++++ ROHDATEN
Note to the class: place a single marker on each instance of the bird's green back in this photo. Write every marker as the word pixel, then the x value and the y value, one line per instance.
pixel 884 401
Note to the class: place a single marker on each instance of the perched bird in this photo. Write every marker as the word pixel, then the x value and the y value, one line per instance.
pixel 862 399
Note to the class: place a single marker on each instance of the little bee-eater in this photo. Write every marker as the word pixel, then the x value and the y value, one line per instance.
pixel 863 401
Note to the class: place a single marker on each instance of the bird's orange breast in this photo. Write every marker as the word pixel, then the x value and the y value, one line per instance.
++++++++
▶ _AUFGABENSTELLUNG_
Zitiere sämtliche Datensätze oben Zeile für Zeile, ohne ein Wort zu ändern.

▶ _ANTWORT_
Note to the class: place a single marker on each instance of the bird's green back in this photo. Write every marker as the word pixel, then the x value and the y value, one line per instance.
pixel 884 401
Note to the class: place a single marker on each instance of the perched bird in this photo. Write every marker as the word pixel, then the x value and the y value, one line per instance.
pixel 862 399
Note to the class: place a single marker on each instance of the little bee-eater in this photo. Write every marker as the word pixel, then the x value and the y value, one line per instance.
pixel 863 401
Note to the class: place a single marker on each instance of the bird's orange breast in this photo. Write every marker as the word pixel, then the x value and the y value, one line per instance.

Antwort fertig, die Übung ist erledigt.